◆ DESCRIPTION OF THE TASK:
Will you restate verbatim the lines running from the line with "Within every polygon, the" to the end of the data, leaving out everything else?

[RECORDS PROVIDED]

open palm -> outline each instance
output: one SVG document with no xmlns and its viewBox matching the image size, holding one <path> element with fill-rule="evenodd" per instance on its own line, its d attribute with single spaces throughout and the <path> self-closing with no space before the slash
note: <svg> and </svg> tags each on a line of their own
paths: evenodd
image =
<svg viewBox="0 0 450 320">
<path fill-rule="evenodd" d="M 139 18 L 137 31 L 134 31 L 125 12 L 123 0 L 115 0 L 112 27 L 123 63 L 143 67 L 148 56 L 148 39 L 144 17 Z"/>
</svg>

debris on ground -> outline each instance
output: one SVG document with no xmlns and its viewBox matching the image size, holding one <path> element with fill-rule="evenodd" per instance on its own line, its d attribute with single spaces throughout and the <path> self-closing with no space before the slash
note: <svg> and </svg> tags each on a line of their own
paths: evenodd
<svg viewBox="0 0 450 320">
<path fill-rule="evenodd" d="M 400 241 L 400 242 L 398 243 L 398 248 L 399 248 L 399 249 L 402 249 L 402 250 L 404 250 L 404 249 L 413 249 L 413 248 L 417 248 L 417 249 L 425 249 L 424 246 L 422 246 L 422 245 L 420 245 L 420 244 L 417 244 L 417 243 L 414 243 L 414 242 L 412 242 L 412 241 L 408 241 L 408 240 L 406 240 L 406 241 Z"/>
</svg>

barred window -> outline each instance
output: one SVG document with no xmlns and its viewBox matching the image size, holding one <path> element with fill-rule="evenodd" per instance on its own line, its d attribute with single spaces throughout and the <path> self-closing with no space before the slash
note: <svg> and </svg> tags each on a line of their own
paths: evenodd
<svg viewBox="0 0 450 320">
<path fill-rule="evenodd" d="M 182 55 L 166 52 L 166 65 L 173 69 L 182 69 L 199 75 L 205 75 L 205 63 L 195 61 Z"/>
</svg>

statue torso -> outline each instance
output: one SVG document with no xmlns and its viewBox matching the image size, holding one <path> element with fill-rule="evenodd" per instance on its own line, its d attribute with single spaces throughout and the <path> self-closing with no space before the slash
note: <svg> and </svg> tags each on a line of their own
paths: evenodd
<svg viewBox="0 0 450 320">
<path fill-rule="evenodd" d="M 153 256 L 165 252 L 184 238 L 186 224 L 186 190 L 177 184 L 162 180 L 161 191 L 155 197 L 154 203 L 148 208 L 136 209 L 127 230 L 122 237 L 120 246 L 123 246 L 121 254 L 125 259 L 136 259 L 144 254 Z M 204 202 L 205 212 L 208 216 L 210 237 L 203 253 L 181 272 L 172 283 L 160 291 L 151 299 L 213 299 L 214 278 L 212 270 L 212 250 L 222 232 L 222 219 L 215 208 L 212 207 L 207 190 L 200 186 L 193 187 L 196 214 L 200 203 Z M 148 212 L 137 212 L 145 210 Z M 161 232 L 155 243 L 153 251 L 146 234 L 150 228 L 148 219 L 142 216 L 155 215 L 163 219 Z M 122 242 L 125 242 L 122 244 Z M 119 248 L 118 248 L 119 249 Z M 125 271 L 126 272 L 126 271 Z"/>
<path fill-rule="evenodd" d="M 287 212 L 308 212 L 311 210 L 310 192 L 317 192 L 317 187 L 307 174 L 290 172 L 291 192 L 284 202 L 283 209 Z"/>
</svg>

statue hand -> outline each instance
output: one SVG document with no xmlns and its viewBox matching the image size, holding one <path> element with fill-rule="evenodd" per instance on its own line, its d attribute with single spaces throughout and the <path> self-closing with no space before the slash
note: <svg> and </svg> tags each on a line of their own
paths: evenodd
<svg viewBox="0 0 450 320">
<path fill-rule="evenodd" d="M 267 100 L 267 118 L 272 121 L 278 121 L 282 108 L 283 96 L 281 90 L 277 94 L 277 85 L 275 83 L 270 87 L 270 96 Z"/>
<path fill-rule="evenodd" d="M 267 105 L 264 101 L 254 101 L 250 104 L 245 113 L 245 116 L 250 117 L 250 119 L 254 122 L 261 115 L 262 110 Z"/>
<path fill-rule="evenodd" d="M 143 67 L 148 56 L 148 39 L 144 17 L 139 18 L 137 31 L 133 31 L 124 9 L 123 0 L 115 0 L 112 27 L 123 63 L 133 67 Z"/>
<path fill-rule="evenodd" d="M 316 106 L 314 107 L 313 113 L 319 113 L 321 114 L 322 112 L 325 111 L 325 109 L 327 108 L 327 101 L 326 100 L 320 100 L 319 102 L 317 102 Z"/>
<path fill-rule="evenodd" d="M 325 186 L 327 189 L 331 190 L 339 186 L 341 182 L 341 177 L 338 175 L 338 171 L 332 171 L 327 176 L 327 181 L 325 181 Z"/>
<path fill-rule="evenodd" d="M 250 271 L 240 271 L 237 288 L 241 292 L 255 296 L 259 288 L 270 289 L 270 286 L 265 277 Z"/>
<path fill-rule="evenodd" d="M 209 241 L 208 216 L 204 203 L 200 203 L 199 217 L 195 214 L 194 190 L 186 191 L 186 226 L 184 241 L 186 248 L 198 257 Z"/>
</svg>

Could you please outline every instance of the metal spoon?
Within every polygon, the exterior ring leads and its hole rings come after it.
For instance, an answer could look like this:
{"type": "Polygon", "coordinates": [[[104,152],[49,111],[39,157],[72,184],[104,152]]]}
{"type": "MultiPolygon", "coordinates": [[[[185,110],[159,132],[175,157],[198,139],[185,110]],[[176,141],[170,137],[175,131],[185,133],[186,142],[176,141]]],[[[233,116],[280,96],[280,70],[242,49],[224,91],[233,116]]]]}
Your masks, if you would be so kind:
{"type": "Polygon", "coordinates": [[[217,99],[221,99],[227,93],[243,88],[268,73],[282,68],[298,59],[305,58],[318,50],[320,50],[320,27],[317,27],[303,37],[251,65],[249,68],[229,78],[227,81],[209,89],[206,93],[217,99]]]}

[/RECORDS PROVIDED]

◆ RESULT BELOW:
Within every polygon, the exterior ring leads and its hole rings come after it.
For instance, an answer could look like this:
{"type": "Polygon", "coordinates": [[[104,152],[49,111],[39,157],[72,184],[104,152]]]}
{"type": "MultiPolygon", "coordinates": [[[[185,110],[159,132],[175,157],[198,139],[185,110]],[[176,141],[170,137],[175,131],[185,133],[186,142],[176,141]]],[[[233,116],[280,96],[280,70],[242,49],[224,91],[233,116]]]]}
Your masks, if you would be so kind:
{"type": "Polygon", "coordinates": [[[217,99],[221,99],[227,93],[243,88],[268,73],[282,68],[298,59],[305,58],[318,50],[320,50],[320,27],[317,27],[303,37],[251,65],[249,68],[229,78],[227,81],[209,89],[206,93],[217,99]]]}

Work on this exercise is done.